-- start RECORDS PROVIDED --

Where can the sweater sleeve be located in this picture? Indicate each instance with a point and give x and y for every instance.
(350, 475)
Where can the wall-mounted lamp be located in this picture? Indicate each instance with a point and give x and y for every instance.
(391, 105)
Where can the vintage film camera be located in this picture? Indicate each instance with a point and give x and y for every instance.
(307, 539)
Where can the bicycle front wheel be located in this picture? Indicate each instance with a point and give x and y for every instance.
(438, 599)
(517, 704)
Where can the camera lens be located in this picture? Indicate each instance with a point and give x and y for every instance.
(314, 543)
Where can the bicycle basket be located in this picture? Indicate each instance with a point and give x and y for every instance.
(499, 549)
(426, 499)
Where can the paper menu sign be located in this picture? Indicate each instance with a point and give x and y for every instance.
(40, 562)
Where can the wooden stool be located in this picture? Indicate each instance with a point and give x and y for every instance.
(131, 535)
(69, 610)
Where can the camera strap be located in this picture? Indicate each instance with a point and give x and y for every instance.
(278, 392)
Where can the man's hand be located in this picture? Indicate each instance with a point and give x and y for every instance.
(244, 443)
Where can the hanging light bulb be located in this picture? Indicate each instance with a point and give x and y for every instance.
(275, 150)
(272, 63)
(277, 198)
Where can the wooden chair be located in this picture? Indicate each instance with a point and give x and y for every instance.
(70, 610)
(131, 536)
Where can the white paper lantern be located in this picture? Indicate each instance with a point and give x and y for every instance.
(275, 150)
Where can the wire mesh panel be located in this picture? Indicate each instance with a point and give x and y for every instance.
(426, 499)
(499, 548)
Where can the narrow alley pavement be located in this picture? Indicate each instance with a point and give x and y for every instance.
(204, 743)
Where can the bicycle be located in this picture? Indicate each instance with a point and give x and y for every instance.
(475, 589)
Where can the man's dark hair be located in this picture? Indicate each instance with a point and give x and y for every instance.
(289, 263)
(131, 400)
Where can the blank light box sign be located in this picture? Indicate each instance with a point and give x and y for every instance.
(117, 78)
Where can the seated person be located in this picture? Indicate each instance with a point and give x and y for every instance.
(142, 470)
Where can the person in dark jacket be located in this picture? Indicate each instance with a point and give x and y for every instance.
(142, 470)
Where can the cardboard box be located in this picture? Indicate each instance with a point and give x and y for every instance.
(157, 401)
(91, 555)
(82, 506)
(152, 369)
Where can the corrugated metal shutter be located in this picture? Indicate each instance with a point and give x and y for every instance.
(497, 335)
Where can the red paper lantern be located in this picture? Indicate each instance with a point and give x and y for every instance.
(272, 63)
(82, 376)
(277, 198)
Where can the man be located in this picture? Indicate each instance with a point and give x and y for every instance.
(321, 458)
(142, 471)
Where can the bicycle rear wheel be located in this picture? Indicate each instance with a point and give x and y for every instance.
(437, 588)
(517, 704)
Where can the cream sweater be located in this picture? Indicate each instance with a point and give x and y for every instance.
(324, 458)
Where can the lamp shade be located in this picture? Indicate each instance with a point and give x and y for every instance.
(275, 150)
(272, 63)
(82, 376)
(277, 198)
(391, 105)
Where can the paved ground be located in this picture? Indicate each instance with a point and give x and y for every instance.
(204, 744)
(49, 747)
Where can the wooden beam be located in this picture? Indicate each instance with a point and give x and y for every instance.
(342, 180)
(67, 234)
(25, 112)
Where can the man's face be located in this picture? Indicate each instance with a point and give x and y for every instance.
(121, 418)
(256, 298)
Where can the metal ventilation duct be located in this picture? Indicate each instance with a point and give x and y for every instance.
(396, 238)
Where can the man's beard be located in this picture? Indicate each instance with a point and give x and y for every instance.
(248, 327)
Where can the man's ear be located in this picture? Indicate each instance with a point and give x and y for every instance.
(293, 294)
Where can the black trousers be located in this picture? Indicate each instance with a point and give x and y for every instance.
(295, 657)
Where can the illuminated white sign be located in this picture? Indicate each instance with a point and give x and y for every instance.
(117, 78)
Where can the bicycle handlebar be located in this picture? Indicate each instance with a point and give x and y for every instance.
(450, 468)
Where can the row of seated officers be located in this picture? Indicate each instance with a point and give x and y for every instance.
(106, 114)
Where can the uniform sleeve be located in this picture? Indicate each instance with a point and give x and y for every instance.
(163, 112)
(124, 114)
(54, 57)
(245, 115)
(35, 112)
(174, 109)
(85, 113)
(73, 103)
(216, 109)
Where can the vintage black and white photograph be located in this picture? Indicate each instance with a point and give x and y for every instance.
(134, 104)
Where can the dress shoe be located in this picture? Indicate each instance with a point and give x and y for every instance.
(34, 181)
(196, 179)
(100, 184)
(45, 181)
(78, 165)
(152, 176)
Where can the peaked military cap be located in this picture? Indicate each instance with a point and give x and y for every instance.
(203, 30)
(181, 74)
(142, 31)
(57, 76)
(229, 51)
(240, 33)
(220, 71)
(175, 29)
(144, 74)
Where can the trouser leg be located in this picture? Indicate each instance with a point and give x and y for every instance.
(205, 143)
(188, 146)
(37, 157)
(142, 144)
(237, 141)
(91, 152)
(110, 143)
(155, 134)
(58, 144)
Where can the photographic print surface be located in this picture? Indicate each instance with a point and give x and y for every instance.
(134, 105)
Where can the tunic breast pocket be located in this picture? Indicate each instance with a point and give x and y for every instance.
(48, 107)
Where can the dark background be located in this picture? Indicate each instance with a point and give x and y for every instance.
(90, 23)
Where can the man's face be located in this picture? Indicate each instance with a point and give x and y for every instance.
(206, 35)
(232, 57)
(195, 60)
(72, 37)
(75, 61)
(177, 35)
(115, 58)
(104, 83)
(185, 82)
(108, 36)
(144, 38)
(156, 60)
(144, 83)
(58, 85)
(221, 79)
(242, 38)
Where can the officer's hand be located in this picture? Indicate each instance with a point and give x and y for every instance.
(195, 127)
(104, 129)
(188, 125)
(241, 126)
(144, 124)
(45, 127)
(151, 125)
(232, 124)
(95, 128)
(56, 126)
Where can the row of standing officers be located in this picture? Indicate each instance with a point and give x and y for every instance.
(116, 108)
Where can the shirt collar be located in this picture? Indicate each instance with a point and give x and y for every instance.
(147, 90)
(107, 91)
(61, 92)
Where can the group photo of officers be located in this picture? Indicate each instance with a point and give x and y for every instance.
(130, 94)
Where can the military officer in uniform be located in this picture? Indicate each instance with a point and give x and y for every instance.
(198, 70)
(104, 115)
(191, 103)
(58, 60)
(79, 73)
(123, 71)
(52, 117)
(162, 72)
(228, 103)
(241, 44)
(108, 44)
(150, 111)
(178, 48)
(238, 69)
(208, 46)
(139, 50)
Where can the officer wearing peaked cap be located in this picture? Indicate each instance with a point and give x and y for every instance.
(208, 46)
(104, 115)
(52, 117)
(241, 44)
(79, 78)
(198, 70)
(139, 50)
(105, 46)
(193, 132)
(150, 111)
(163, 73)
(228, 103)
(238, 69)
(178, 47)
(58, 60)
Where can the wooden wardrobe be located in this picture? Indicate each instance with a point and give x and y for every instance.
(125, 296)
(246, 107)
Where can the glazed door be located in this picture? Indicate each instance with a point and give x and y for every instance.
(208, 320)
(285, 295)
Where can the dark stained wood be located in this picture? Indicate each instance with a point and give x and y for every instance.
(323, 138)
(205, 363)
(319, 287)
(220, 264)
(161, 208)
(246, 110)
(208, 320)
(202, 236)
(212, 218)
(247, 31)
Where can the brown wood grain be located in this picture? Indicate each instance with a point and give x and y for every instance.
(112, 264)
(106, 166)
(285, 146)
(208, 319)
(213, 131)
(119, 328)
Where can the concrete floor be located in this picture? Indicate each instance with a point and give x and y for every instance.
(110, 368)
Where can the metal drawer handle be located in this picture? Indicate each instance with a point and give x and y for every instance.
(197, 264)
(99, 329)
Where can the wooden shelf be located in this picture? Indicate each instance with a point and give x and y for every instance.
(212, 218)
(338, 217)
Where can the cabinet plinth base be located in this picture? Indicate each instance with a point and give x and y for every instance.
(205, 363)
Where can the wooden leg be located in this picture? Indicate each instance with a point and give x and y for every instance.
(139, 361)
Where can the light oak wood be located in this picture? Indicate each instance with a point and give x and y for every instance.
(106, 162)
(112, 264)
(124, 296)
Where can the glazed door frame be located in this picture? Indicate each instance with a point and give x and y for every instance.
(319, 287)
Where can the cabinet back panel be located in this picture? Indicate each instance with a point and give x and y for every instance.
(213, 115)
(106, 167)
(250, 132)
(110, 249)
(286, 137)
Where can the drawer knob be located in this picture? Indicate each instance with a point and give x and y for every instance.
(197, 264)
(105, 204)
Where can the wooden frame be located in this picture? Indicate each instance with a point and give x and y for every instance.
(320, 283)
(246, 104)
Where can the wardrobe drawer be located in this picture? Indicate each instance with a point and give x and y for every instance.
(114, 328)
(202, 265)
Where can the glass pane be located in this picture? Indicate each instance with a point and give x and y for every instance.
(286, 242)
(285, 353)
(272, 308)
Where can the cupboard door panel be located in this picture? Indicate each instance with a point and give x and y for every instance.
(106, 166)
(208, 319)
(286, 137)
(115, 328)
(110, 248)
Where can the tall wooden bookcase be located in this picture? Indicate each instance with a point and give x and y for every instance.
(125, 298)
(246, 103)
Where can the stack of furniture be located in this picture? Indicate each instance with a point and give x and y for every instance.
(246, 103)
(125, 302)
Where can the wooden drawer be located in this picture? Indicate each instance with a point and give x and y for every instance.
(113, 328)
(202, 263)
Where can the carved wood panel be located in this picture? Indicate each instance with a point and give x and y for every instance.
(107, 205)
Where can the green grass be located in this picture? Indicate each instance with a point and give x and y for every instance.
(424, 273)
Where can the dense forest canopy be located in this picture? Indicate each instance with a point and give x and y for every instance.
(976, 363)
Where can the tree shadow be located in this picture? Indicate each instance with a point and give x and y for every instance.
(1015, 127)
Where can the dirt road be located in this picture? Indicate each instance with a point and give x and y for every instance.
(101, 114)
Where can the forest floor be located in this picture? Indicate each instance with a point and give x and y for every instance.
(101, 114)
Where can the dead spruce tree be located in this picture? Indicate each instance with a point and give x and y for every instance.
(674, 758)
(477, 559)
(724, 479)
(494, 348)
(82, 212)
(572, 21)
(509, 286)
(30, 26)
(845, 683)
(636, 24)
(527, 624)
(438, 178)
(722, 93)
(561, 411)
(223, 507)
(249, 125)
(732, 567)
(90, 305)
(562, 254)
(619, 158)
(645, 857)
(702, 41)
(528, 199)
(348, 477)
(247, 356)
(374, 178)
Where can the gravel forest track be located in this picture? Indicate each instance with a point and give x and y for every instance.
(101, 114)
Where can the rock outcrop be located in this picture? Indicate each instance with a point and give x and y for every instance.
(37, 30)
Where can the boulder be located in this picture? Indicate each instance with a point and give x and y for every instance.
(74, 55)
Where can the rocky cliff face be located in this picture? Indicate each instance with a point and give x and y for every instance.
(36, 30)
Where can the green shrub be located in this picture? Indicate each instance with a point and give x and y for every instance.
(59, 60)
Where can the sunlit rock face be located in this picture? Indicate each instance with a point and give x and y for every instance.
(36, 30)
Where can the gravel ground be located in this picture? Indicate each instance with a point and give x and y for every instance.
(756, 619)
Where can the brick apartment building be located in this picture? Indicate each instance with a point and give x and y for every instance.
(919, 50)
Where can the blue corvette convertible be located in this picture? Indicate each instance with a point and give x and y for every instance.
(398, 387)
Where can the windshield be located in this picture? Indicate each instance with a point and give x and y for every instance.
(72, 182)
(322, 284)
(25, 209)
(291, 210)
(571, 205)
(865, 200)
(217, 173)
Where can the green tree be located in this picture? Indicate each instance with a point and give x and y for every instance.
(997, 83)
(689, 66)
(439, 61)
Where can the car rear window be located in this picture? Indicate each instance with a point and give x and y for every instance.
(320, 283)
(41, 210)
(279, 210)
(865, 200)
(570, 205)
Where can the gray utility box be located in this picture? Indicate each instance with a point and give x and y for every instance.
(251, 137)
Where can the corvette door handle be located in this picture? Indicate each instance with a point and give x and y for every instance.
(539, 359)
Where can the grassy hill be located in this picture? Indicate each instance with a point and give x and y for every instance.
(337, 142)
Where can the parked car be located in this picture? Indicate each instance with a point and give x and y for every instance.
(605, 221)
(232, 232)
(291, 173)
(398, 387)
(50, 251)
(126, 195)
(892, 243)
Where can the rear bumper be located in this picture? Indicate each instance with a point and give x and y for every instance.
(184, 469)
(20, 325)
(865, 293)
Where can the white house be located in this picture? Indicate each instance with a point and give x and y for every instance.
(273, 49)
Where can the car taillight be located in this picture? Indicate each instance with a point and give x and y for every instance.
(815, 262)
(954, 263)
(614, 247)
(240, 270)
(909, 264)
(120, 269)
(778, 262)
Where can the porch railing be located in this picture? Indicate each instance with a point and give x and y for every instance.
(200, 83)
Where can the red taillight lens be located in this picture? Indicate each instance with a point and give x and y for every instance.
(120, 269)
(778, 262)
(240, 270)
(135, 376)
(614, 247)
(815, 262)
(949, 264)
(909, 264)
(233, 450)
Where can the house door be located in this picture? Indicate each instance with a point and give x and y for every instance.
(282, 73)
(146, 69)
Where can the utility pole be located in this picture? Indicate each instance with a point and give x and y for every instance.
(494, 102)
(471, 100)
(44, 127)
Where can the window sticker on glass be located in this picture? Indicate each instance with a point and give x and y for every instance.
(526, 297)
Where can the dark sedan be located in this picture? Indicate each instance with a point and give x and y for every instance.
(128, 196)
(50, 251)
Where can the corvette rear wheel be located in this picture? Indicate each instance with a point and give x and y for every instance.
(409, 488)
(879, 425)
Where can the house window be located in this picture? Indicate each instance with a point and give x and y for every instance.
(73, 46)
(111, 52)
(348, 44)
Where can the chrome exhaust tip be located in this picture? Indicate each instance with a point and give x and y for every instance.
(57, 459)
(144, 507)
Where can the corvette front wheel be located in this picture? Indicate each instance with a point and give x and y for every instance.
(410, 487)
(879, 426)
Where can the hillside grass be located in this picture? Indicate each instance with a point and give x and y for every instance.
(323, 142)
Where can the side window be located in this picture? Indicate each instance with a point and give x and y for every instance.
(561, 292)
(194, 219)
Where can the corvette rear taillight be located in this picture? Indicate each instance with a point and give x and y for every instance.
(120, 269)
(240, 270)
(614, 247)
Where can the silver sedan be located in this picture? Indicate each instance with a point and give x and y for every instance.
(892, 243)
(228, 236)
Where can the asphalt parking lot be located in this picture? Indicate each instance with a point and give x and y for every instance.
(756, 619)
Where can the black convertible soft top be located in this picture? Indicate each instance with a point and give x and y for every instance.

-- end RECORDS PROVIDED --

STATED TASK: Starting with the line that contains "Where can the house door", print each line through the last one in the listing. Include both end lines and add nothing.

EXERCISE RESULT:
Where can the house door be located in this picture? Indicate each instance with a point and give x and y for every instance.
(282, 73)
(146, 69)
Where can the utility pole be located in this picture? Indicate each instance with a point and give x and y for every instance.
(494, 102)
(471, 100)
(44, 127)
Where can the window sticker on glass be located in this picture? Indicate each instance with a point and give x and y for every instance.
(526, 297)
Where can the dark sedan be located in this picture? Indicate each instance with a point and give x and y for every instance.
(128, 196)
(50, 251)
Where can the corvette rear wheel be located in this picture? Indicate each instance with a point and give x and y for every instance.
(409, 488)
(879, 425)
Where can the house window be located in this picture? Indicate each instance with a point and give x and y for every instance.
(73, 46)
(111, 52)
(348, 44)
Where can the chrome exhaust tip be located in this picture? Indicate each instance with a point and give x and y for every instance.
(57, 459)
(144, 507)
Where can the corvette front wheel be located in this picture? Indicate each instance with a point and give x and y for every instance.
(410, 487)
(879, 426)
Where can the hillside grass be located in this picture? Indicate each instance with a point and give x and y for every instance.
(323, 142)
Where can the side window be located in this picture? Indicate each instance with a point and give x and y for every instance.
(561, 292)
(194, 219)
Where can the corvette rear taillight be located in this picture? Indicate each instance with a point and give x and y for every instance.
(120, 269)
(240, 270)
(614, 247)
Where can the silver sedan be located in this picture? Indicate each instance with a point and give x and y for every instance.
(892, 243)
(228, 236)
Where can the asphalt parking lot be located in this picture? Indicate each instance with a point and give x and y for every instance.
(756, 619)
Where can the black convertible soft top be located in this picture? Indicate each instance with a point and give x and y for every instance.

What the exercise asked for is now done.